Check each statement against the text on Edward Lawrence Poulton and answer yes or no, quoting the words of the text that decide it. (a) Poulton joined the National Union of Boot and Shoe Operatives in 1887. (b) Poulton founded the Trade Union Club in 1892. (c) Poulton was elected to Northampton's school board in 1898.

-------- Reading text --------

Edward Lawrence Poulton (25 November 1865 – 19 November 1937) was a British trade unionist.

Poulton was born in Northampton and worked making boots and shoes from an early age.  He joined the National Union of Boot and Shoe Operatives (NUBSO) in 1887, and was appointed secretary of its Northampton branch four years later.  He founded the Trade Union Club in the town in 1890, and was president of its trades council in 1892, using the opportunity to help found the Midland Federation of Trades Councils.  He also became a Liberal-Labour politician, and was elected to Northampton's school board in 1895, then as an alderman on the council in 1898.  In 1906, he became the first worker to serve as the Mayor of Northampton.

-------- Raw data --------

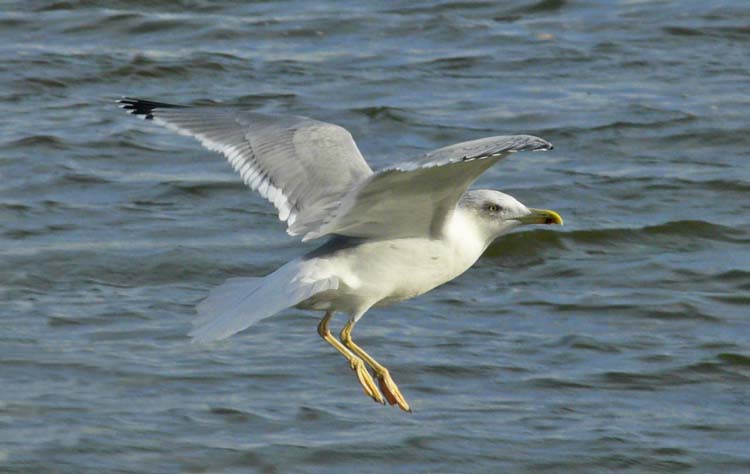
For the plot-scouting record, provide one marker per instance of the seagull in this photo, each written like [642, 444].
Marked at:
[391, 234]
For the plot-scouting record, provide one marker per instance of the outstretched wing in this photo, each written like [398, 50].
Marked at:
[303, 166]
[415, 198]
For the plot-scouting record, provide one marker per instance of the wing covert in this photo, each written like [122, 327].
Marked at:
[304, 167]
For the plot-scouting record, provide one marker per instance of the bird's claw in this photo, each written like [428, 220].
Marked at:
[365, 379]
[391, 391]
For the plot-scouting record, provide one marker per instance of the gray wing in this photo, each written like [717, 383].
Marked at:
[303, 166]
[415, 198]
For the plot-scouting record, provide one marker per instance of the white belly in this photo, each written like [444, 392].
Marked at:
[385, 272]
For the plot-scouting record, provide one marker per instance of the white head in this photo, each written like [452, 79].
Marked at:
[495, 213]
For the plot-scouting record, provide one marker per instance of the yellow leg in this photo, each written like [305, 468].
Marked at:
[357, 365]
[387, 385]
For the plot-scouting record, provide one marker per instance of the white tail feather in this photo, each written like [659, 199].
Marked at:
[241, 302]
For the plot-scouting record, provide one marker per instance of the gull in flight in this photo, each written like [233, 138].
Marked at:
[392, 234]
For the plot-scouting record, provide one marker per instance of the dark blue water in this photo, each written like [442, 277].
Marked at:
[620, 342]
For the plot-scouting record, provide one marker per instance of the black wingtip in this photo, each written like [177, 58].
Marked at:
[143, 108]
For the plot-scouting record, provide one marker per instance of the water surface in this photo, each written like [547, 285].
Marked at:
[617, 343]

--------

__Reply__
(a) Yes: "He joined the National Union of Boot and Shoe Operatives (NUBSO) in 1887"
(b) No: "He founded the Trade Union Club in the town in 1890"
(c) No: "was elected to Northampton's school board in 1895"